*Instructions for the task:*
Rewrite the items starting at the line that contains "Where can the purple" and ending at the line that contains "x=128, y=110", with "trash bin" changed to "garbage can" and nothing else altered.

*Records shown:*
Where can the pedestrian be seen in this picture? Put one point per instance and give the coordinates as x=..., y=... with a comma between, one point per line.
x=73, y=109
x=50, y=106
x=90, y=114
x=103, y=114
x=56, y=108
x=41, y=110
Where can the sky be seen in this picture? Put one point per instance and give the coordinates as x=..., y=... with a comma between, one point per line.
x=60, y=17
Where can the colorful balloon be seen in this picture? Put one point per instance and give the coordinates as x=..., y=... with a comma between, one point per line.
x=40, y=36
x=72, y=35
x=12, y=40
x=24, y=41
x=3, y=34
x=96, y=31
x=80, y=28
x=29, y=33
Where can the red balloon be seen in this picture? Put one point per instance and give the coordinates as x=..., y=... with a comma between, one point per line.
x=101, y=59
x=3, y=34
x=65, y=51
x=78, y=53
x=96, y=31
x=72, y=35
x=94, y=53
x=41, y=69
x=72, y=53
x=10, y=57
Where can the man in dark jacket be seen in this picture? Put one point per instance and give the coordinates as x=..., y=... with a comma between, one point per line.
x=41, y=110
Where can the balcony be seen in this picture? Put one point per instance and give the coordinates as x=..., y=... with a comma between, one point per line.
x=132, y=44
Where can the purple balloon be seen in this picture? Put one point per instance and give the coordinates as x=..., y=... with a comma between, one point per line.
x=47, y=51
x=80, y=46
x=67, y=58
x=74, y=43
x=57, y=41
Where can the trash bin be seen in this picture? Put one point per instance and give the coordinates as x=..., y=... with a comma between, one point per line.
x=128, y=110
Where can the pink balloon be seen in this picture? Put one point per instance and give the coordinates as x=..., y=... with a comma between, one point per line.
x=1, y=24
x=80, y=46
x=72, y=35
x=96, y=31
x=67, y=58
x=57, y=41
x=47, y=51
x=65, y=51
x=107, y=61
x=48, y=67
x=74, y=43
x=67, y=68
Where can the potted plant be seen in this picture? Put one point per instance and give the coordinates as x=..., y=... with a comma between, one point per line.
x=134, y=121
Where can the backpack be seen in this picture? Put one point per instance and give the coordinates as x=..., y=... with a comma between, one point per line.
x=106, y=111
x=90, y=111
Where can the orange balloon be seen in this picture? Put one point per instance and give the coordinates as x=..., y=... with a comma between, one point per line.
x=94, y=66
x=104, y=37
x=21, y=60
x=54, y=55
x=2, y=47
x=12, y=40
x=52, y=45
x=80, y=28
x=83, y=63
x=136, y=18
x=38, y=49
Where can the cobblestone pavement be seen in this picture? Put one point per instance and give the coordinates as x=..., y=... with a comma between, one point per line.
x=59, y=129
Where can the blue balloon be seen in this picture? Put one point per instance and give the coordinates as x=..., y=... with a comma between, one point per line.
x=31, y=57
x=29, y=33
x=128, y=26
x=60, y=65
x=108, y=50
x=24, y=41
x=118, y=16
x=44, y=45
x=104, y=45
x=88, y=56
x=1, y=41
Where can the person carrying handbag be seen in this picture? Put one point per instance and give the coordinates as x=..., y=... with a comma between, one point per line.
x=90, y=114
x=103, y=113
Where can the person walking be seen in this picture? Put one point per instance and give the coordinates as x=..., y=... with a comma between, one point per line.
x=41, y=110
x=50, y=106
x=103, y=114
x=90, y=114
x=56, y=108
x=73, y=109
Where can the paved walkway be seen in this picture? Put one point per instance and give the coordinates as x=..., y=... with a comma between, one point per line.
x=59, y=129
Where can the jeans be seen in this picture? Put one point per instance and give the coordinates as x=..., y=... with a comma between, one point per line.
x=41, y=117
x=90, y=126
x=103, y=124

*Expected output:*
Where can the purple balloon be seen in this picture? Put one point per instance and give the coordinates as x=..., y=... with a comma between, one point per line.
x=47, y=51
x=80, y=46
x=67, y=58
x=74, y=43
x=57, y=41
Where can the garbage can be seen in this picture? Put one point per instance and give the coordinates as x=..., y=... with a comma between, one point per line.
x=128, y=110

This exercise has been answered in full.